Source excerpt –
The small crevices in wheels--like the lattice wheels on the XJ-S -- are no fun to clean, and they get dirty very quickly. A moderately stiff wheel brush and Dawn work great to clean off the brake dust. First, spray down the wheel throughly with water to clean off surface dust and dirt, lather up the wheel, rinse, and repeat. Then wash the wheel again with Dawn soap and a good soft brush and rinse again. A soft sponge may also help in cleaning what the brush does not get. If you have a chrome plated wheel or wire wheel, I highly recommended British Auto USA Wire Wheel Cleaner. It works major miracles on chrome wheels, but do not use on aluminum or painted wheels (as per the directions). Squirt it on and let it set for 60-90 seconds. Rewash with Dawn and rinse thoroughly. Your wheels should be clean at this point. Again, a small sponge is good for getting the last little bits off. Again, never, ever clean hot wheels.

On my Vanden Plas, I upgraded my original oval hole wheels to the factory 16" "Chrome "Turbine" style. They are stunning. At least twice a year, I use the product "Chrome-Magic" to deep clean the surface of chrome wheels to guard against pitting and corrosion. See their advert in Jaguar World or call the American distributor, British Auto USA (New Hampshire) at 800-452-4787.

Although it actually gathers dirt, a very thin wipe down on any wheel with WD-40 (brand) puts a nice glean on painted, lacquered, and natural metal surfaces. It's also easier to clean next time around. Never put wax on the wheels. Heat transfer from disk brakes turns the waxed finish a yellowish green. I know this from the original painted wheels on my Vanden Plas.

If the wheels are dirty, so are the tires-- you just can't see it. Give the tires a good scrubbing too with a car washing bristle brush and Dawn. Westley's (brand) tire and Wheel Foamy Cleaner (in a white spray can) does the best job for a quickie tire cleaner. Re-apply it until you don't see any more brown foam. Rinse off the dirty foam thouroughly.

For really deep cleaning, take the wheels off the car (one at a time folks...) and wash the inside and outside of the tires and with Dawn and a bristle brush. Use a softer brush on the wheels themselves. A hard nylon (or other brush) may scratch them. A good sponge is OK to get off the stubborn stuff. If your wheel has holes or openings in it, you might consider using a bottle brush.

Stated exercise a – Return each line of the records below that contains the word "wall", treating case as significant.

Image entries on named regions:
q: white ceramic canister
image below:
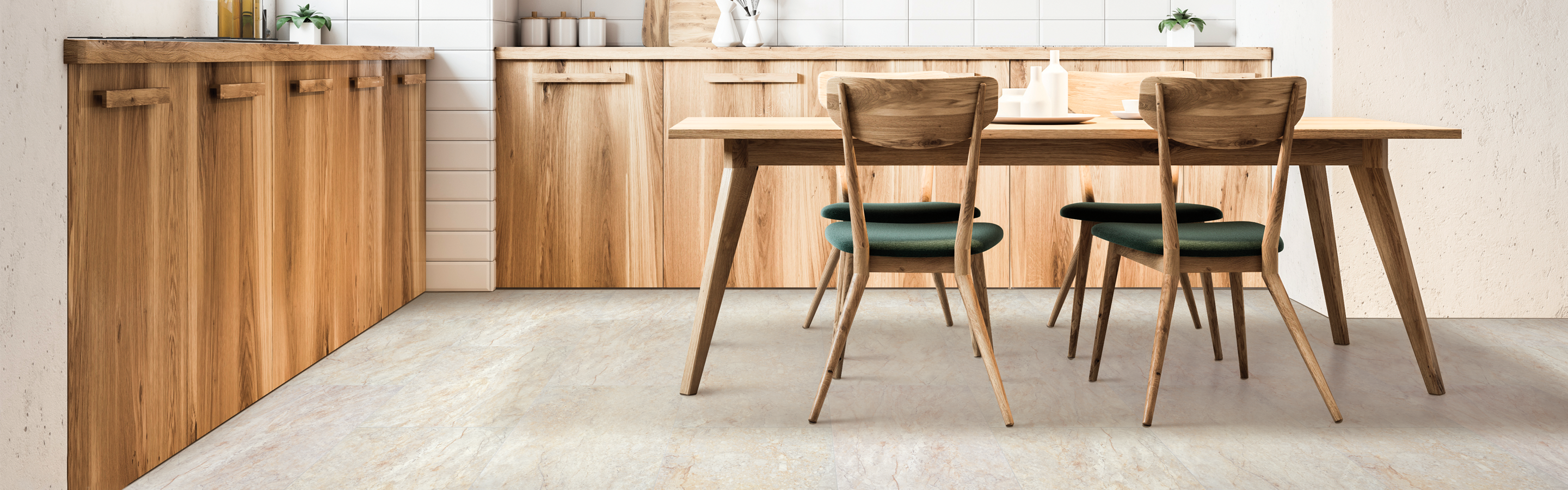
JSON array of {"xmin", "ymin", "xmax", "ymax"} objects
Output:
[
  {"xmin": 518, "ymin": 13, "xmax": 550, "ymax": 47},
  {"xmin": 995, "ymin": 89, "xmax": 1029, "ymax": 117},
  {"xmin": 550, "ymin": 13, "xmax": 577, "ymax": 47},
  {"xmin": 577, "ymin": 11, "xmax": 605, "ymax": 47}
]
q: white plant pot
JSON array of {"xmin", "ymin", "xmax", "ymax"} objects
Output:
[
  {"xmin": 1165, "ymin": 25, "xmax": 1198, "ymax": 47},
  {"xmin": 284, "ymin": 22, "xmax": 322, "ymax": 44}
]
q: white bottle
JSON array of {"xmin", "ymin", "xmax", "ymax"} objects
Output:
[
  {"xmin": 1018, "ymin": 66, "xmax": 1050, "ymax": 117},
  {"xmin": 1040, "ymin": 50, "xmax": 1068, "ymax": 117}
]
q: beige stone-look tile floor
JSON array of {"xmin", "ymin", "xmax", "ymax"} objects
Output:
[{"xmin": 132, "ymin": 290, "xmax": 1568, "ymax": 490}]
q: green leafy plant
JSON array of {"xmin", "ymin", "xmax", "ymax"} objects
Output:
[
  {"xmin": 273, "ymin": 3, "xmax": 333, "ymax": 32},
  {"xmin": 1160, "ymin": 8, "xmax": 1204, "ymax": 33}
]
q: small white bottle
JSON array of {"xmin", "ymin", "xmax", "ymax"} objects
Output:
[
  {"xmin": 1040, "ymin": 50, "xmax": 1068, "ymax": 117},
  {"xmin": 1018, "ymin": 66, "xmax": 1050, "ymax": 117}
]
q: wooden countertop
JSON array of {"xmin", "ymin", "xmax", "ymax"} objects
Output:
[
  {"xmin": 66, "ymin": 39, "xmax": 436, "ymax": 64},
  {"xmin": 495, "ymin": 45, "xmax": 1273, "ymax": 59},
  {"xmin": 668, "ymin": 117, "xmax": 1460, "ymax": 139}
]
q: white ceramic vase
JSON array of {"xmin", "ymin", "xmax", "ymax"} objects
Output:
[
  {"xmin": 284, "ymin": 22, "xmax": 322, "ymax": 44},
  {"xmin": 1165, "ymin": 25, "xmax": 1198, "ymax": 47},
  {"xmin": 740, "ymin": 16, "xmax": 762, "ymax": 47},
  {"xmin": 714, "ymin": 0, "xmax": 740, "ymax": 47}
]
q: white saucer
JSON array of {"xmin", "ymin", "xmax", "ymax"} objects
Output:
[{"xmin": 994, "ymin": 114, "xmax": 1099, "ymax": 123}]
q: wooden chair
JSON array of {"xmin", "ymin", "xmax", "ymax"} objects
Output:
[
  {"xmin": 1046, "ymin": 72, "xmax": 1225, "ymax": 360},
  {"xmin": 801, "ymin": 71, "xmax": 980, "ymax": 329},
  {"xmin": 1088, "ymin": 77, "xmax": 1344, "ymax": 426},
  {"xmin": 809, "ymin": 77, "xmax": 1013, "ymax": 426}
]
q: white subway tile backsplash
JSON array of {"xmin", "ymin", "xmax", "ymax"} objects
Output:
[
  {"xmin": 909, "ymin": 19, "xmax": 975, "ymax": 45},
  {"xmin": 425, "ymin": 171, "xmax": 495, "ymax": 200},
  {"xmin": 425, "ymin": 50, "xmax": 495, "ymax": 80},
  {"xmin": 844, "ymin": 20, "xmax": 909, "ymax": 45},
  {"xmin": 348, "ymin": 0, "xmax": 419, "ymax": 20},
  {"xmin": 342, "ymin": 20, "xmax": 419, "ymax": 45},
  {"xmin": 425, "ymin": 141, "xmax": 495, "ymax": 171},
  {"xmin": 582, "ymin": 0, "xmax": 643, "ymax": 20},
  {"xmin": 1105, "ymin": 0, "xmax": 1171, "ymax": 20},
  {"xmin": 776, "ymin": 19, "xmax": 844, "ymax": 45},
  {"xmin": 425, "ymin": 262, "xmax": 495, "ymax": 291},
  {"xmin": 975, "ymin": 20, "xmax": 1040, "ymax": 45},
  {"xmin": 1040, "ymin": 20, "xmax": 1105, "ymax": 45},
  {"xmin": 425, "ymin": 111, "xmax": 495, "ymax": 141},
  {"xmin": 1105, "ymin": 20, "xmax": 1165, "ymax": 45},
  {"xmin": 425, "ymin": 80, "xmax": 495, "ymax": 111},
  {"xmin": 909, "ymin": 0, "xmax": 966, "ymax": 20},
  {"xmin": 425, "ymin": 200, "xmax": 495, "ymax": 232},
  {"xmin": 975, "ymin": 0, "xmax": 1040, "ymax": 19},
  {"xmin": 844, "ymin": 0, "xmax": 909, "ymax": 20},
  {"xmin": 425, "ymin": 232, "xmax": 495, "ymax": 262},
  {"xmin": 1040, "ymin": 0, "xmax": 1105, "ymax": 20}
]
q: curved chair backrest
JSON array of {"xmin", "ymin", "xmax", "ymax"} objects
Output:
[
  {"xmin": 1139, "ymin": 77, "xmax": 1306, "ymax": 271},
  {"xmin": 826, "ymin": 77, "xmax": 1000, "ymax": 276}
]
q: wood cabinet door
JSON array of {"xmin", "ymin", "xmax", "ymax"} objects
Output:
[
  {"xmin": 495, "ymin": 59, "xmax": 665, "ymax": 288},
  {"xmin": 663, "ymin": 59, "xmax": 836, "ymax": 288}
]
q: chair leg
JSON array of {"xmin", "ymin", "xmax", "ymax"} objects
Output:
[
  {"xmin": 801, "ymin": 247, "xmax": 840, "ymax": 329},
  {"xmin": 1068, "ymin": 221, "xmax": 1098, "ymax": 358},
  {"xmin": 954, "ymin": 274, "xmax": 1013, "ymax": 427},
  {"xmin": 1088, "ymin": 246, "xmax": 1121, "ymax": 382},
  {"xmin": 931, "ymin": 272, "xmax": 954, "ymax": 327},
  {"xmin": 1143, "ymin": 272, "xmax": 1180, "ymax": 427},
  {"xmin": 1264, "ymin": 272, "xmax": 1344, "ymax": 423},
  {"xmin": 1193, "ymin": 272, "xmax": 1225, "ymax": 360},
  {"xmin": 1046, "ymin": 234, "xmax": 1082, "ymax": 329},
  {"xmin": 806, "ymin": 274, "xmax": 869, "ymax": 424},
  {"xmin": 1231, "ymin": 272, "xmax": 1246, "ymax": 379}
]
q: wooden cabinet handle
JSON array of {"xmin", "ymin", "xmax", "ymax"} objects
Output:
[
  {"xmin": 703, "ymin": 73, "xmax": 800, "ymax": 83},
  {"xmin": 348, "ymin": 77, "xmax": 386, "ymax": 89},
  {"xmin": 212, "ymin": 82, "xmax": 267, "ymax": 98},
  {"xmin": 93, "ymin": 86, "xmax": 174, "ymax": 107},
  {"xmin": 288, "ymin": 78, "xmax": 333, "ymax": 94},
  {"xmin": 528, "ymin": 73, "xmax": 626, "ymax": 83}
]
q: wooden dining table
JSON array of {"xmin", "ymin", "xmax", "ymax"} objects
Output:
[{"xmin": 668, "ymin": 117, "xmax": 1460, "ymax": 394}]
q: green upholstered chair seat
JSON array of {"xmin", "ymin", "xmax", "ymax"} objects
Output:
[
  {"xmin": 1061, "ymin": 202, "xmax": 1225, "ymax": 224},
  {"xmin": 823, "ymin": 221, "xmax": 1002, "ymax": 257},
  {"xmin": 1090, "ymin": 221, "xmax": 1284, "ymax": 257},
  {"xmin": 822, "ymin": 202, "xmax": 978, "ymax": 222}
]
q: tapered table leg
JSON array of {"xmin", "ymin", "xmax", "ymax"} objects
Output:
[
  {"xmin": 1297, "ymin": 164, "xmax": 1350, "ymax": 346},
  {"xmin": 1350, "ymin": 139, "xmax": 1444, "ymax": 394},
  {"xmin": 680, "ymin": 139, "xmax": 758, "ymax": 394}
]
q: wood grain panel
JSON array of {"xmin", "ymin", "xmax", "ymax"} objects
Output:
[
  {"xmin": 663, "ymin": 61, "xmax": 834, "ymax": 288},
  {"xmin": 495, "ymin": 61, "xmax": 665, "ymax": 288}
]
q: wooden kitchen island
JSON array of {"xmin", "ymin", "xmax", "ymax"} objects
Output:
[{"xmin": 64, "ymin": 39, "xmax": 433, "ymax": 490}]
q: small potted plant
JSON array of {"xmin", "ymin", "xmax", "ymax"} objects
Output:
[
  {"xmin": 274, "ymin": 3, "xmax": 333, "ymax": 44},
  {"xmin": 1160, "ymin": 9, "xmax": 1204, "ymax": 47}
]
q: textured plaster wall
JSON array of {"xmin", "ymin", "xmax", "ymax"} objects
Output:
[
  {"xmin": 1331, "ymin": 0, "xmax": 1568, "ymax": 318},
  {"xmin": 0, "ymin": 0, "xmax": 217, "ymax": 490}
]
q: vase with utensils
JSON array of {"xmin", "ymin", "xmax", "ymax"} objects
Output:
[{"xmin": 714, "ymin": 0, "xmax": 740, "ymax": 47}]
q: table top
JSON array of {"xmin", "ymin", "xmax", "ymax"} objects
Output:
[{"xmin": 669, "ymin": 117, "xmax": 1460, "ymax": 139}]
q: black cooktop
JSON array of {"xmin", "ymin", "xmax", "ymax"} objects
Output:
[{"xmin": 66, "ymin": 36, "xmax": 298, "ymax": 44}]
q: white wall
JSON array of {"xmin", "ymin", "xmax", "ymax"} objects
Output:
[
  {"xmin": 1333, "ymin": 0, "xmax": 1568, "ymax": 318},
  {"xmin": 1235, "ymin": 0, "xmax": 1335, "ymax": 313},
  {"xmin": 518, "ymin": 0, "xmax": 1246, "ymax": 45},
  {"xmin": 0, "ymin": 0, "xmax": 217, "ymax": 488}
]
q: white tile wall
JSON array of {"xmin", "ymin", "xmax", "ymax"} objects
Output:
[
  {"xmin": 425, "ymin": 232, "xmax": 495, "ymax": 262},
  {"xmin": 425, "ymin": 200, "xmax": 495, "ymax": 232},
  {"xmin": 425, "ymin": 141, "xmax": 495, "ymax": 171},
  {"xmin": 425, "ymin": 262, "xmax": 495, "ymax": 291}
]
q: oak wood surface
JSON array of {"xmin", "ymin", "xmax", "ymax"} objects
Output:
[
  {"xmin": 64, "ymin": 39, "xmax": 436, "ymax": 64},
  {"xmin": 495, "ymin": 46, "xmax": 1273, "ymax": 60},
  {"xmin": 495, "ymin": 61, "xmax": 665, "ymax": 288}
]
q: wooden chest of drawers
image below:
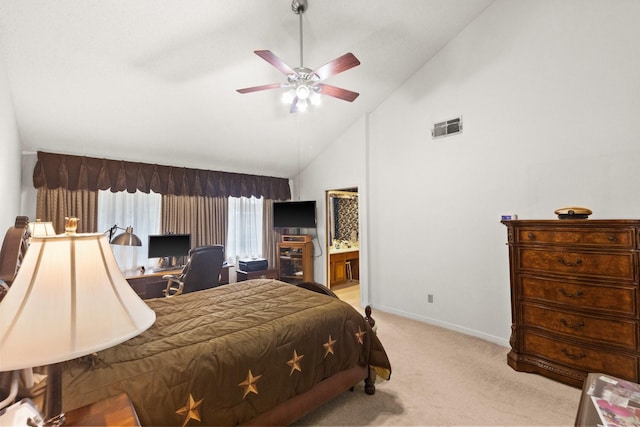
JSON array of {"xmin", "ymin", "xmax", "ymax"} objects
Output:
[{"xmin": 503, "ymin": 220, "xmax": 640, "ymax": 387}]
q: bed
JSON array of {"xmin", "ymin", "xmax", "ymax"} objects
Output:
[{"xmin": 63, "ymin": 279, "xmax": 391, "ymax": 426}]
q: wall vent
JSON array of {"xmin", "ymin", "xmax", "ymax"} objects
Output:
[{"xmin": 431, "ymin": 116, "xmax": 462, "ymax": 139}]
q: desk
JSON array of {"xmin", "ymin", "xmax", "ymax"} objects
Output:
[
  {"xmin": 126, "ymin": 265, "xmax": 229, "ymax": 299},
  {"xmin": 64, "ymin": 393, "xmax": 140, "ymax": 426}
]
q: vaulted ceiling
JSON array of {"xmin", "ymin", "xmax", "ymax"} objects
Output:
[{"xmin": 0, "ymin": 0, "xmax": 492, "ymax": 177}]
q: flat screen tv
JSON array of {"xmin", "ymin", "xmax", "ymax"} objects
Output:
[
  {"xmin": 273, "ymin": 200, "xmax": 316, "ymax": 228},
  {"xmin": 148, "ymin": 234, "xmax": 191, "ymax": 258}
]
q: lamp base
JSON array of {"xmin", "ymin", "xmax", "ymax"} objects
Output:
[
  {"xmin": 0, "ymin": 399, "xmax": 44, "ymax": 426},
  {"xmin": 44, "ymin": 363, "xmax": 64, "ymax": 426}
]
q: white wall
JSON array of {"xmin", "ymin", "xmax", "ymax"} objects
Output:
[
  {"xmin": 303, "ymin": 0, "xmax": 640, "ymax": 345},
  {"xmin": 0, "ymin": 47, "xmax": 22, "ymax": 231}
]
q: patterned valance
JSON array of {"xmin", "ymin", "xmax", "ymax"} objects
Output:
[{"xmin": 33, "ymin": 151, "xmax": 291, "ymax": 200}]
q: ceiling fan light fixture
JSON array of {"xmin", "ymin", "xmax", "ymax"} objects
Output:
[
  {"xmin": 309, "ymin": 90, "xmax": 322, "ymax": 106},
  {"xmin": 296, "ymin": 85, "xmax": 311, "ymax": 99},
  {"xmin": 282, "ymin": 88, "xmax": 296, "ymax": 105},
  {"xmin": 296, "ymin": 99, "xmax": 309, "ymax": 112}
]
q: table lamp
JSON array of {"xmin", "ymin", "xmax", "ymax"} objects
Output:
[
  {"xmin": 29, "ymin": 219, "xmax": 56, "ymax": 237},
  {"xmin": 0, "ymin": 220, "xmax": 155, "ymax": 426}
]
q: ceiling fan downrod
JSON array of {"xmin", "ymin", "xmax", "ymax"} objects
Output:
[{"xmin": 291, "ymin": 0, "xmax": 307, "ymax": 68}]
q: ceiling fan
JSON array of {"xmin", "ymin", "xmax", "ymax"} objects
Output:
[{"xmin": 237, "ymin": 0, "xmax": 360, "ymax": 113}]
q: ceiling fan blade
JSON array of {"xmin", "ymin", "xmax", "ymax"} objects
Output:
[
  {"xmin": 236, "ymin": 83, "xmax": 287, "ymax": 93},
  {"xmin": 314, "ymin": 83, "xmax": 360, "ymax": 102},
  {"xmin": 253, "ymin": 50, "xmax": 298, "ymax": 76},
  {"xmin": 310, "ymin": 52, "xmax": 360, "ymax": 80}
]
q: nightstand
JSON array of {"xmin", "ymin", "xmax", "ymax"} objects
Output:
[{"xmin": 64, "ymin": 393, "xmax": 140, "ymax": 426}]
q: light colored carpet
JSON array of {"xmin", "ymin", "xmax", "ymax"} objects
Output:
[{"xmin": 296, "ymin": 289, "xmax": 581, "ymax": 426}]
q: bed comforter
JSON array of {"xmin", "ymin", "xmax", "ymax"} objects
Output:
[{"xmin": 62, "ymin": 279, "xmax": 391, "ymax": 425}]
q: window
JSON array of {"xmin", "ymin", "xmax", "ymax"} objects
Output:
[
  {"xmin": 98, "ymin": 191, "xmax": 162, "ymax": 273},
  {"xmin": 226, "ymin": 197, "xmax": 263, "ymax": 264}
]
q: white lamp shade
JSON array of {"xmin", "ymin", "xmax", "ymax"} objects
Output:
[{"xmin": 0, "ymin": 233, "xmax": 156, "ymax": 371}]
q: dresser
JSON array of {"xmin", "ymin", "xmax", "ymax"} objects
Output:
[{"xmin": 502, "ymin": 219, "xmax": 640, "ymax": 387}]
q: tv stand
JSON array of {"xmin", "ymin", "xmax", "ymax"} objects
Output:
[
  {"xmin": 276, "ymin": 234, "xmax": 313, "ymax": 284},
  {"xmin": 282, "ymin": 234, "xmax": 311, "ymax": 243}
]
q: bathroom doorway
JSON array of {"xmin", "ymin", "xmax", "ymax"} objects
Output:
[{"xmin": 325, "ymin": 188, "xmax": 360, "ymax": 304}]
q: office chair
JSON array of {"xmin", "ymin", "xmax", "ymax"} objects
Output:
[{"xmin": 162, "ymin": 245, "xmax": 224, "ymax": 297}]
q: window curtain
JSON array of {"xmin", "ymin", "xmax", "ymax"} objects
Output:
[
  {"xmin": 36, "ymin": 187, "xmax": 98, "ymax": 234},
  {"xmin": 98, "ymin": 191, "xmax": 162, "ymax": 273},
  {"xmin": 262, "ymin": 199, "xmax": 282, "ymax": 268},
  {"xmin": 227, "ymin": 197, "xmax": 263, "ymax": 265},
  {"xmin": 160, "ymin": 195, "xmax": 228, "ymax": 250},
  {"xmin": 33, "ymin": 151, "xmax": 291, "ymax": 200}
]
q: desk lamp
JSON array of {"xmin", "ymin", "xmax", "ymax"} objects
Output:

Stated exercise b – Reproduce word for word a passage of the wheel-cleaning text above. Begin at the words "Although it actually" and stop after "my Vanden Plas.".

Right answer a –
q: textured plaster wall
q: white wall
q: white tile wall
q: wall vent
q: white wall

Right answer b –
Although it actually gathers dirt, a very thin wipe down on any wheel with WD-40 (brand) puts a nice glean on painted, lacquered, and natural metal surfaces. It's also easier to clean next time around. Never put wax on the wheels. Heat transfer from disk brakes turns the waxed finish a yellowish green. I know this from the original painted wheels on my Vanden Plas.